**SUPPLIED MATERIAL**
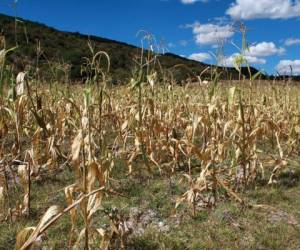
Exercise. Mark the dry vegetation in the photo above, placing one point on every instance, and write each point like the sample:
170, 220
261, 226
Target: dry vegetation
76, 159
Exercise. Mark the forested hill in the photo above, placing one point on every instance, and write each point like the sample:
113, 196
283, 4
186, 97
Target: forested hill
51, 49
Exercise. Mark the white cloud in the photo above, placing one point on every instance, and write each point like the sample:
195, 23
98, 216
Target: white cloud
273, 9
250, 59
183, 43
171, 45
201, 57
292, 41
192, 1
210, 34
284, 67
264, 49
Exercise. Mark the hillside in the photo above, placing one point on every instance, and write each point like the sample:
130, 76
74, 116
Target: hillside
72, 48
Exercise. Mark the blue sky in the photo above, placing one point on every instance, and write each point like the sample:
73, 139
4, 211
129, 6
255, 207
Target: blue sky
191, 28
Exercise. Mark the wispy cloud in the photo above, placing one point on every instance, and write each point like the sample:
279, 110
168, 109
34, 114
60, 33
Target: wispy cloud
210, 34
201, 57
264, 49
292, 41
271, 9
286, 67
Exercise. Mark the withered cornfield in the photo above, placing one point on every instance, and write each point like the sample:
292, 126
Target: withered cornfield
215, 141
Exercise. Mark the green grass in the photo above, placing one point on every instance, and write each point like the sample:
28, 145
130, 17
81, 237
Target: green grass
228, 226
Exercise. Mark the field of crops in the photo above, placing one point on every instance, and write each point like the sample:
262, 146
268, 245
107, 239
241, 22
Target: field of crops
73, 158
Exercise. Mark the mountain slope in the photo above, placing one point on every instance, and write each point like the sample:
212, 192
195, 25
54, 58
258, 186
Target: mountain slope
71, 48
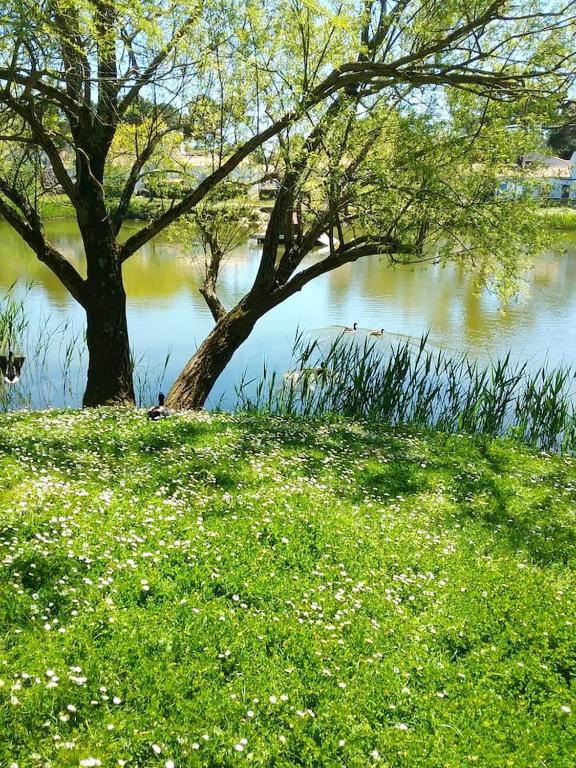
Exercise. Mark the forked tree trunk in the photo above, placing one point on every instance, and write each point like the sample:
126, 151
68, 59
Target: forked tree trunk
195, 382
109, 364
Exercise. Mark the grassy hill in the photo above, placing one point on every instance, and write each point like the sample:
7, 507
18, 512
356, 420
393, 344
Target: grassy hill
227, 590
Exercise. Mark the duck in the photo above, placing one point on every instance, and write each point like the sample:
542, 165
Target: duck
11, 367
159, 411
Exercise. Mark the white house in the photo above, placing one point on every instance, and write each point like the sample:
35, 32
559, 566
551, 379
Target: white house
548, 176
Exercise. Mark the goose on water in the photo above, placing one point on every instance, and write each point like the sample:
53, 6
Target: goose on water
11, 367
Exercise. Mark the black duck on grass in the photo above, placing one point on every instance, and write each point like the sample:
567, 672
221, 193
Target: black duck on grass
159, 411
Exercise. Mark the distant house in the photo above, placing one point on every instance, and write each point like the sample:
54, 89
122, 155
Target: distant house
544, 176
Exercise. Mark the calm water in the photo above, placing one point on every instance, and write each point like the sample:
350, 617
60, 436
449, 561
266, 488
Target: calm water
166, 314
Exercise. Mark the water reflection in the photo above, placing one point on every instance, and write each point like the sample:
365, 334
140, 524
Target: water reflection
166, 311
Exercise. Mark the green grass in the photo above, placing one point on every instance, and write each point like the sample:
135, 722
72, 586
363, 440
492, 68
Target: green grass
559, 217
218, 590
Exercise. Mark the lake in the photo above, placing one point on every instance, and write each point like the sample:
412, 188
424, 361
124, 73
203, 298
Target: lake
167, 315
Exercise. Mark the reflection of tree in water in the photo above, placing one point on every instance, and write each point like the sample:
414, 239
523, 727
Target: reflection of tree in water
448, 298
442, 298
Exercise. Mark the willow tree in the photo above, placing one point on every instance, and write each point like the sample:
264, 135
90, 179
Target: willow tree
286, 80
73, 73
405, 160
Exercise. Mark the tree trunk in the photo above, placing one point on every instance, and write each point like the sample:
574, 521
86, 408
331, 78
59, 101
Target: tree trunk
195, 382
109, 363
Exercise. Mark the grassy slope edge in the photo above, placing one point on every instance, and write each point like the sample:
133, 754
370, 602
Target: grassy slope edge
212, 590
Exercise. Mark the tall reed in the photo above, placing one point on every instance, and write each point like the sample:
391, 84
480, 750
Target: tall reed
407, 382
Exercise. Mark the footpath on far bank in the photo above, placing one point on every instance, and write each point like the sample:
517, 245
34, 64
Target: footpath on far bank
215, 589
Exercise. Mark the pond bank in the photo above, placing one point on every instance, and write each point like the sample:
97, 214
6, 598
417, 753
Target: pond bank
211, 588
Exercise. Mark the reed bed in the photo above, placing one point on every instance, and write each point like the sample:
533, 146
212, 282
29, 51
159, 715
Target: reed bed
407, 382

**GOAL**
Transcribe all the records above word for word, without their images.

**CORRECT RESPONSE**
Exercise. Mark the dry vegetation in the photo above, placing one point on every instance, and write each point like the sample:
170, 220
261, 226
Target: dry vegetation
76, 159
Exercise. Mark the forested hill in the photo above, placing one point on every instance, and write each point like the sample:
113, 196
283, 4
186, 97
Target: forested hill
51, 49
Exercise. Mark the white cloud in the photo above, placing one point on every instance, and write each point like the sample:
195, 23
98, 216
Target: white cloud
273, 9
250, 59
183, 43
171, 45
201, 57
292, 41
192, 1
210, 34
284, 67
264, 49
Exercise. Mark the hillside in the photo above, placing one point on every instance, and write each point like the sample:
130, 76
74, 116
Target: hillside
72, 48
Exercise. Mark the blue sky in the photo above, placing one point on every instance, and write each point like the sample:
73, 139
4, 211
129, 6
255, 207
Target: blue sky
191, 28
Exercise. Mark the wispy cloud in the photo above, placing one point on every instance, and write each point like the sample:
279, 110
168, 109
34, 114
60, 33
Target: wispy cloud
210, 34
201, 57
264, 49
292, 41
271, 9
286, 67
Exercise. Mark the withered cornfield in the photo above, placing one point on every instance, and write each point like the sample:
292, 126
Target: withered cornfield
215, 141
Exercise. Mark the green grass in the photo above, placing one point on every instance, and write each point like the sample:
28, 145
130, 17
81, 237
Target: green grass
228, 226
Exercise. Mark the field of crops in the photo above, placing one point on every instance, and write each point like the sample:
262, 146
268, 245
107, 239
241, 22
Target: field of crops
73, 158
Exercise. Mark the mountain slope in the photo above, placing one point on every instance, and write each point like the sample:
212, 192
195, 25
54, 58
258, 186
Target: mountain slope
71, 48
Exercise. Mark the forked tree trunk in the photo above, placing one point on every instance, and write each point like the sample:
126, 151
68, 59
Target: forked tree trunk
195, 382
109, 364
Exercise. Mark the grassy hill in the photo above, placing one point on every instance, and write each point like the sample:
7, 507
18, 512
356, 420
393, 344
Target: grassy hill
227, 590
Exercise. Mark the duck in the photo above, placing one point on every instance, and write each point like the sample:
542, 165
Target: duck
11, 367
159, 411
Exercise. Mark the white house in the photo above, placing one point on every instance, and write each point like the sample:
35, 32
559, 566
551, 379
Target: white house
548, 176
Exercise. Mark the goose on water in the photo above, placing one point on every instance, and write each point like the sample:
53, 6
Target: goose on water
11, 367
Exercise. Mark the black duck on grass in the photo above, placing one point on every instance, and write each point like the sample:
567, 672
221, 193
Target: black duck on grass
159, 411
Exercise. Mark the distant house in the photo above, placing one point on every instance, and write each point like the sample:
54, 89
122, 155
Target: distant house
544, 176
Exercise. Mark the calm water in the photo above, placing one point on every instance, and write each point like the sample:
350, 617
60, 436
449, 561
266, 488
Target: calm water
166, 314
Exercise. Mark the water reflection in the photo above, placing one point on every instance, and write each point like the sample:
365, 334
140, 524
Target: water reflection
166, 311
Exercise. Mark the green grass in the photo above, placing one point on every instance, and write each point like the sample:
135, 722
72, 586
363, 440
492, 68
Target: green grass
559, 217
218, 590
Exercise. Mark the lake in the photo above, placing one point on every instance, and write each point like the sample:
412, 188
424, 361
124, 73
203, 298
Target: lake
167, 315
Exercise. Mark the reflection of tree in water in the photo above, placing one point on every instance, and write each point like the sample:
414, 239
523, 727
Target: reflection of tree in water
448, 298
442, 298
Exercise. Mark the willow tree in the photo above, placing one point on every instance, and write each point like the sample:
264, 135
90, 179
Target: willow tree
286, 80
73, 73
405, 160
Exercise. Mark the tree trunk in the photo above, placing one point on every instance, and write each point like the sample:
574, 521
86, 408
331, 78
59, 101
Target: tree trunk
195, 382
109, 363
Exercise. Mark the grassy slope edge in the photo above, placing one point on every instance, and write each point like the sample:
133, 754
370, 602
Target: grassy slope edge
212, 590
Exercise. Mark the tall reed in the photo above, placing one point on every instance, and write each point like the sample:
391, 84
480, 750
Target: tall reed
407, 382
Exercise. Mark the footpath on far bank in the photo above, placing one point on every instance, and write each point like the sample:
517, 245
34, 64
Target: footpath on far bank
215, 589
Exercise. Mark the pond bank in the photo above, placing one point on every instance, and write each point like the sample:
97, 214
6, 598
417, 753
Target: pond bank
211, 588
Exercise. Mark the reed bed in the photo above, placing one point on every instance, and write each point like the sample:
533, 146
212, 282
29, 51
159, 715
Target: reed bed
407, 382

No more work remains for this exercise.